'''

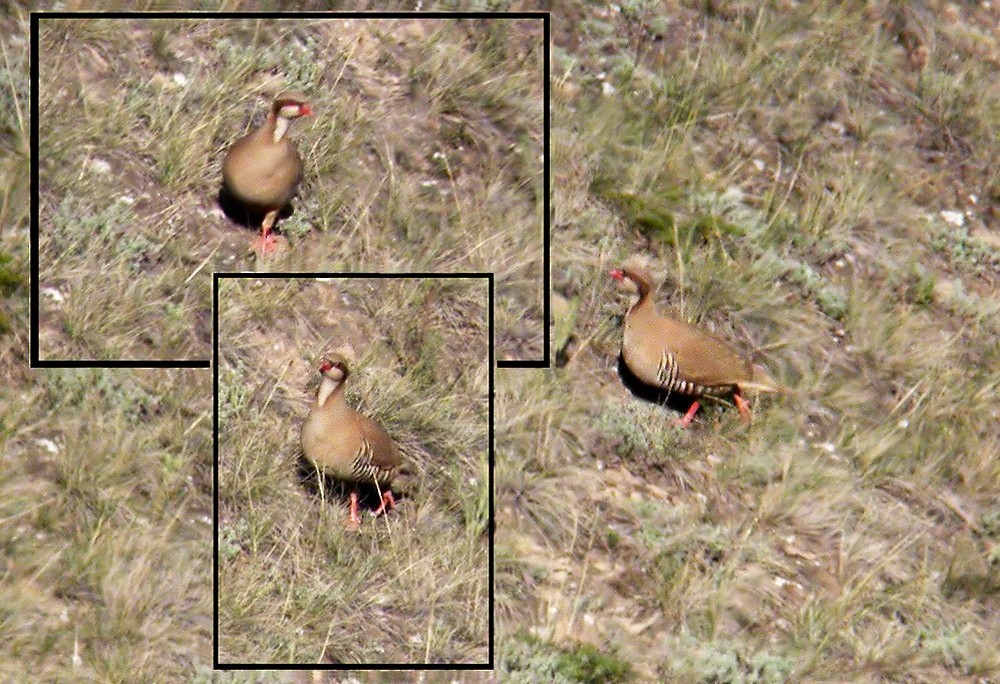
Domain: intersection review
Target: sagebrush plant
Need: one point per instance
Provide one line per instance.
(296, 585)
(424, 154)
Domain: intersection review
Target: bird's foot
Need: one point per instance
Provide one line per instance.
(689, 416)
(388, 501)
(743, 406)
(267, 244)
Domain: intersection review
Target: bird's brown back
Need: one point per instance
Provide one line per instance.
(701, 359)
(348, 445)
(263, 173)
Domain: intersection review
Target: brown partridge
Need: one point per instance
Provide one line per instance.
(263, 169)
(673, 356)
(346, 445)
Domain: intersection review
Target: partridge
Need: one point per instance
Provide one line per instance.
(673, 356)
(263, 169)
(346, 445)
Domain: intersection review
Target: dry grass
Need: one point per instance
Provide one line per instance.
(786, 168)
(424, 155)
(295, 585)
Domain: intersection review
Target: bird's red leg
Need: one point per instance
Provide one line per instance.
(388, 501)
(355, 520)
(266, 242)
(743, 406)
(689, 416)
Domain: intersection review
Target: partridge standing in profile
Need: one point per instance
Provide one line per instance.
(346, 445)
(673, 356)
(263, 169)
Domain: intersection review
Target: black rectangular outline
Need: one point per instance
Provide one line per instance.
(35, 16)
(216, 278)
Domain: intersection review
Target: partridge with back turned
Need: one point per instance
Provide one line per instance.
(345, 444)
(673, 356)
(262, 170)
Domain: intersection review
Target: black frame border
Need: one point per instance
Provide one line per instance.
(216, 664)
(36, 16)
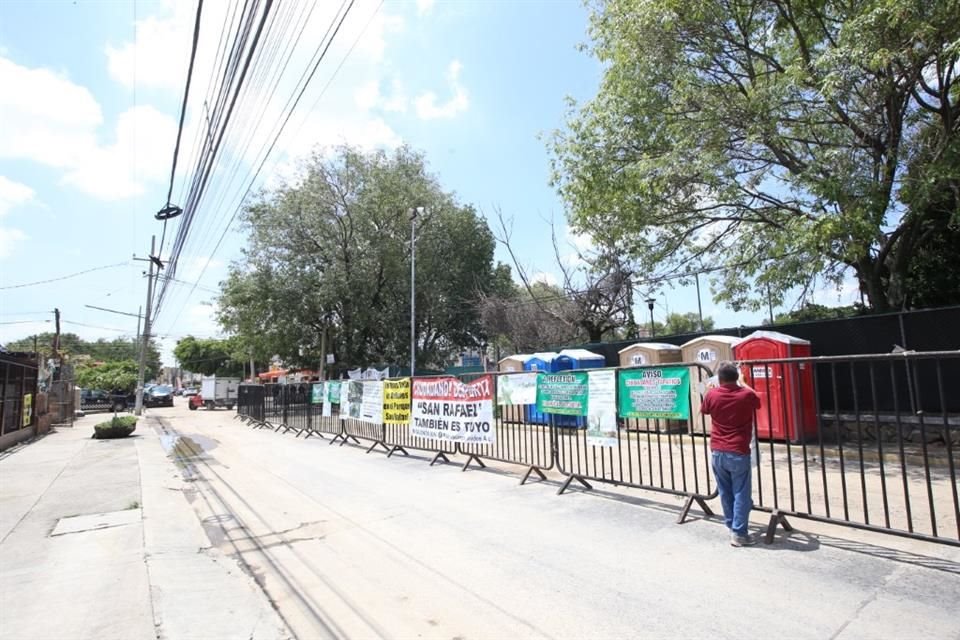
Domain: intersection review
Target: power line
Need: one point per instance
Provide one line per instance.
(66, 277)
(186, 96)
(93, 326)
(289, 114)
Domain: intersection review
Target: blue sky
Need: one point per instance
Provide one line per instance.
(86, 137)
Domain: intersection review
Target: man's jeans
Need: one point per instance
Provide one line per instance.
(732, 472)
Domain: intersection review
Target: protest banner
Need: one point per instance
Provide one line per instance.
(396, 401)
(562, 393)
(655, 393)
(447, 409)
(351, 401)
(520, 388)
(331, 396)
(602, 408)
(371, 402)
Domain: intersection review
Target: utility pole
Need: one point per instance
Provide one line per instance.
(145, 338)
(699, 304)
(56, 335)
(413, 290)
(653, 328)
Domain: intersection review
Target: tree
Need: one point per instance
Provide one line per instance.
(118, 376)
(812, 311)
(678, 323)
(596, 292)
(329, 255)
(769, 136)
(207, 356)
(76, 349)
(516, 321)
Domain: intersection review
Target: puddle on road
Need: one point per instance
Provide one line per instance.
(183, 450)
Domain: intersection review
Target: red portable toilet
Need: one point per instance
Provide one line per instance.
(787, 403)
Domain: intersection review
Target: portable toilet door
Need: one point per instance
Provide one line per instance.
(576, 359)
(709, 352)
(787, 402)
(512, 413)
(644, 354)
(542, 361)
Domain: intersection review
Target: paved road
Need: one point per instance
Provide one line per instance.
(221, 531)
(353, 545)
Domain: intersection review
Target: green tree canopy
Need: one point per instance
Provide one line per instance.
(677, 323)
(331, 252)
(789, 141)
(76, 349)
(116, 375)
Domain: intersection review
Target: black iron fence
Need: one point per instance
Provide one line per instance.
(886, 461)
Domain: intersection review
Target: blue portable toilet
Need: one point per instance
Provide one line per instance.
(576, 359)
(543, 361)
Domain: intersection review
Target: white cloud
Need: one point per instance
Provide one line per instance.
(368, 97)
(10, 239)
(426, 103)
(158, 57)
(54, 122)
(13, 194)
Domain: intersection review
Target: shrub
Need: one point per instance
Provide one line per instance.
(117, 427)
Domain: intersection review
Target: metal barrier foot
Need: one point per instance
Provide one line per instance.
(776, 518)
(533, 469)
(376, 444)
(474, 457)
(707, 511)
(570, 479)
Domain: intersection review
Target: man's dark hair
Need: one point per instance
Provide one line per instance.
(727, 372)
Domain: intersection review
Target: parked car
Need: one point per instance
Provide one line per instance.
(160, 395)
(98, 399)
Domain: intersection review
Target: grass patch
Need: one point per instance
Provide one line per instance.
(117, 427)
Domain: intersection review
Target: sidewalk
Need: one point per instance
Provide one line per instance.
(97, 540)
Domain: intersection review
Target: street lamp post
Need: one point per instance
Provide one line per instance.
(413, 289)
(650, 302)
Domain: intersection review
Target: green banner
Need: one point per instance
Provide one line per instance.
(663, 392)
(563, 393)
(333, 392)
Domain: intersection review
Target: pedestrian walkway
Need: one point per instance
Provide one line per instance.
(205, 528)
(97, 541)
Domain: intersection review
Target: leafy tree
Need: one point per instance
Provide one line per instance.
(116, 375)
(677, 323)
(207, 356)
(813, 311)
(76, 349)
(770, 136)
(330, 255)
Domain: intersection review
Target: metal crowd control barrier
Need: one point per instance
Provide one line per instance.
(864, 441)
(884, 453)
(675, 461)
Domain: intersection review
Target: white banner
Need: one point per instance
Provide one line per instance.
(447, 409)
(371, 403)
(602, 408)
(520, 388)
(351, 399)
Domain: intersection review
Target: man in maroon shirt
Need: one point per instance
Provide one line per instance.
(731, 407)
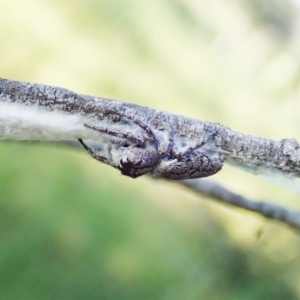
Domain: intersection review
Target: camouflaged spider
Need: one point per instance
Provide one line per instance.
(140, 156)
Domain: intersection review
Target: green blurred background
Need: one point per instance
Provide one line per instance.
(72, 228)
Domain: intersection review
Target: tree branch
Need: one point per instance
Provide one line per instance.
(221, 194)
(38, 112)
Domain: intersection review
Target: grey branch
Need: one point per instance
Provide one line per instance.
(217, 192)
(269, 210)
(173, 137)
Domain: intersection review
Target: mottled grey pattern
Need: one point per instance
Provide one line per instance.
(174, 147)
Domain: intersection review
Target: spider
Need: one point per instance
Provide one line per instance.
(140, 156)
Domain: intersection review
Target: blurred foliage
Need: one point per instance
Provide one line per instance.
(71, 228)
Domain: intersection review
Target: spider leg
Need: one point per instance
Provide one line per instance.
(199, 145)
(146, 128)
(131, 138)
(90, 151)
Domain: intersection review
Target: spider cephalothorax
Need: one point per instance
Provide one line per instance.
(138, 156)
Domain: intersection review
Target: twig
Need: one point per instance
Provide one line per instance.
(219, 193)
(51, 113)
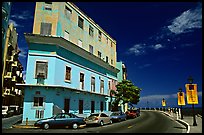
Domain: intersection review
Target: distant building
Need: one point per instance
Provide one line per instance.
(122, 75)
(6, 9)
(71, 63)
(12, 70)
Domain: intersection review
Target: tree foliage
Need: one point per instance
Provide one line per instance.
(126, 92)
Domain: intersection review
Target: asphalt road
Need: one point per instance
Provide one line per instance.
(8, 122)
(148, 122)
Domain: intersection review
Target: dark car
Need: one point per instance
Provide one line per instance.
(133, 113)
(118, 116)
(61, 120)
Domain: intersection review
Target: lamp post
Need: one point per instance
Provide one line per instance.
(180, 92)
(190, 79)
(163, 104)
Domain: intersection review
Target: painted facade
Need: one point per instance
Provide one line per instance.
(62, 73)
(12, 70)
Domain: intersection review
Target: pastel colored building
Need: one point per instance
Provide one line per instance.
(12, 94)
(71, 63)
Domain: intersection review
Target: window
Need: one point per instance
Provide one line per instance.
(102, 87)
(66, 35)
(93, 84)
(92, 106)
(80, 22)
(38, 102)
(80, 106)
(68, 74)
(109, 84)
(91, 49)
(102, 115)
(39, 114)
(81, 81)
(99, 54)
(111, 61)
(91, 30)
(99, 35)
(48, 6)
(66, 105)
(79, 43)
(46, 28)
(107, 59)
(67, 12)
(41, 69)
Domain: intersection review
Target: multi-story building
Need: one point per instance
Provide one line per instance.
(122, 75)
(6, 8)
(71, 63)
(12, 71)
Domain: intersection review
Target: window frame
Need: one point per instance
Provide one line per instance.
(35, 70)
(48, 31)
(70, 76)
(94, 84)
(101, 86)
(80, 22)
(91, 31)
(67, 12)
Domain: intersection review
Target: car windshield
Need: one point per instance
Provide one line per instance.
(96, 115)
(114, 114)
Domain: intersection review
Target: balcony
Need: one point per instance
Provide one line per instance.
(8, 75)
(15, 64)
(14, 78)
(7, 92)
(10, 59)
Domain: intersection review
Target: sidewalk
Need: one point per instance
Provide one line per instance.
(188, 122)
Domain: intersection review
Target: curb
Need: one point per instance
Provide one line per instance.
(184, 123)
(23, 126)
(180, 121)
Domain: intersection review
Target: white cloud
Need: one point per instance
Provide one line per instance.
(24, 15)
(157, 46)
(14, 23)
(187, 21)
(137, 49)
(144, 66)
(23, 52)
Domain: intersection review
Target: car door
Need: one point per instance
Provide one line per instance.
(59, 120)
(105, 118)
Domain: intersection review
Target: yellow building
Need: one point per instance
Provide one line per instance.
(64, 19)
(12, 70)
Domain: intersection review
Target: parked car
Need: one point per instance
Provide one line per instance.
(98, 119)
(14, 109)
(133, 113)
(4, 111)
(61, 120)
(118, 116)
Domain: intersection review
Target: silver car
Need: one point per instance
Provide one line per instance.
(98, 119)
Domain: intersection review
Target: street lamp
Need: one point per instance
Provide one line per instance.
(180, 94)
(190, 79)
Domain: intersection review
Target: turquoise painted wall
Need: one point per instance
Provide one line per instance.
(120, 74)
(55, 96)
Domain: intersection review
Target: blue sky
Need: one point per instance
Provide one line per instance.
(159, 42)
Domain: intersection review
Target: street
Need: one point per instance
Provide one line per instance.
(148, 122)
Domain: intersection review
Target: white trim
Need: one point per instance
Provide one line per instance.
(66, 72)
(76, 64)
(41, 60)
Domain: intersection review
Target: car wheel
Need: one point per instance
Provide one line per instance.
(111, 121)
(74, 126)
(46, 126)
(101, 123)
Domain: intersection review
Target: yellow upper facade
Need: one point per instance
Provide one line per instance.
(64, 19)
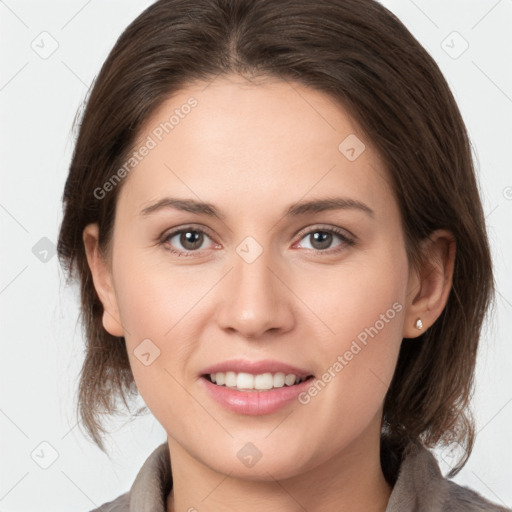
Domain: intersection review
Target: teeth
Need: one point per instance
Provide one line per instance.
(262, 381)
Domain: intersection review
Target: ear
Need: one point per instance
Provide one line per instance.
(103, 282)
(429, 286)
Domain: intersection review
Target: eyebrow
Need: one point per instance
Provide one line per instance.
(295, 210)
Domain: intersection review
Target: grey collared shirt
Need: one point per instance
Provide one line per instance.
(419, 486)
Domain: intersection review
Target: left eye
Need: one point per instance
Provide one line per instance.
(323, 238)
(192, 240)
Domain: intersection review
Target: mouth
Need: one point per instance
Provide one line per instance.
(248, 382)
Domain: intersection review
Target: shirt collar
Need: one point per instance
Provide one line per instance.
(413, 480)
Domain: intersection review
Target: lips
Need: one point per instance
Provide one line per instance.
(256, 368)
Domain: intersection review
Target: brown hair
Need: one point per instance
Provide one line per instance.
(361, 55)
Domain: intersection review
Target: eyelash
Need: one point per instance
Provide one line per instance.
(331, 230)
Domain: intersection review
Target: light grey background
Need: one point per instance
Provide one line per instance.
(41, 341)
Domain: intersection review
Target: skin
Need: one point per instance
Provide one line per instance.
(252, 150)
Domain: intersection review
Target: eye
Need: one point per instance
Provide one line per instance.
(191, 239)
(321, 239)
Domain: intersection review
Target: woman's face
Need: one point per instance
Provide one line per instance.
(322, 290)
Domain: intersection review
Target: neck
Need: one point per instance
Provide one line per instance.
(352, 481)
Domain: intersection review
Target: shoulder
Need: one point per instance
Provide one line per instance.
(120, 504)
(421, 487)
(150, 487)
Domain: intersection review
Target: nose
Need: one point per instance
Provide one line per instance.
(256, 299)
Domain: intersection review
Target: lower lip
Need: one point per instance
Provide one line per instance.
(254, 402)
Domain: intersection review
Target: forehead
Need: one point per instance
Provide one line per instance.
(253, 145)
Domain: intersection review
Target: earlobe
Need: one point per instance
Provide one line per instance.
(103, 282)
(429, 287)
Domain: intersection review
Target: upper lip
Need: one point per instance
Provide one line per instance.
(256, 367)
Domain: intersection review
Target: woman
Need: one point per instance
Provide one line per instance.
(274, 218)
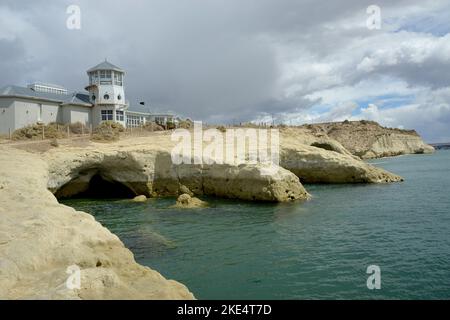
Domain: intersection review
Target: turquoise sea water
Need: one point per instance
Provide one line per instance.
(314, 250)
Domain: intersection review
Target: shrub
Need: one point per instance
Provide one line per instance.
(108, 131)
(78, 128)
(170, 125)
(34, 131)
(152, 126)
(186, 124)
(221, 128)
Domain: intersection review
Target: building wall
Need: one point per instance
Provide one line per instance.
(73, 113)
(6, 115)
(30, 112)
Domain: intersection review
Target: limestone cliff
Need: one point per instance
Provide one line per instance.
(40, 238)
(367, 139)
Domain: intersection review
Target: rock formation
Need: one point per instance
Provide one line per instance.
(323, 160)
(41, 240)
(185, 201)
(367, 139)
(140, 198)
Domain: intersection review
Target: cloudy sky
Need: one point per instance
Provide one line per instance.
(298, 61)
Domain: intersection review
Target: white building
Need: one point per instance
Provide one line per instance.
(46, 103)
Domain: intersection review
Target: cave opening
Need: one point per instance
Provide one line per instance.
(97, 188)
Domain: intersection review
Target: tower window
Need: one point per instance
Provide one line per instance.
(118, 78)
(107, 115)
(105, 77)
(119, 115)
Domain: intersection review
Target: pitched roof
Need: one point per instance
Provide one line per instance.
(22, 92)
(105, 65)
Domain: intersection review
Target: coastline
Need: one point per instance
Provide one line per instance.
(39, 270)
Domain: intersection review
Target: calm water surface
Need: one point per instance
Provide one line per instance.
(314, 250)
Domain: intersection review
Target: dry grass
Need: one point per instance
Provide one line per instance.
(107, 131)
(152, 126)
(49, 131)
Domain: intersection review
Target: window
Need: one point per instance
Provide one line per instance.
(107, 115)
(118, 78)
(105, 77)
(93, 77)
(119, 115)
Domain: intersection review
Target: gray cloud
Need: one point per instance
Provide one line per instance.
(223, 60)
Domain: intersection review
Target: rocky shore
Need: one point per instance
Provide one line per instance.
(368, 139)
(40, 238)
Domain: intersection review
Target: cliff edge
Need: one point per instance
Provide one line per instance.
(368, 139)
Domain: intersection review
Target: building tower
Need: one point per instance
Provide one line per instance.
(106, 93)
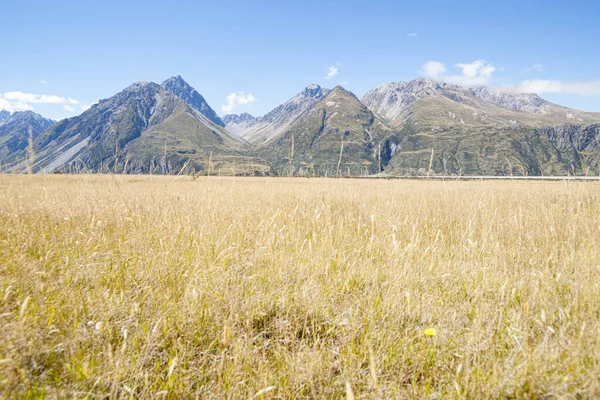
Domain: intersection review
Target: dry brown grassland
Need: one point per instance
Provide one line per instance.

'''

#### Aim of the task:
List each line of the listing above that contains the word "shirt", treating uppercase and lowercase letters as different.

#### Reply:
Target: man in maroon shirt
Target: grey collared shirt
Target: shirt collar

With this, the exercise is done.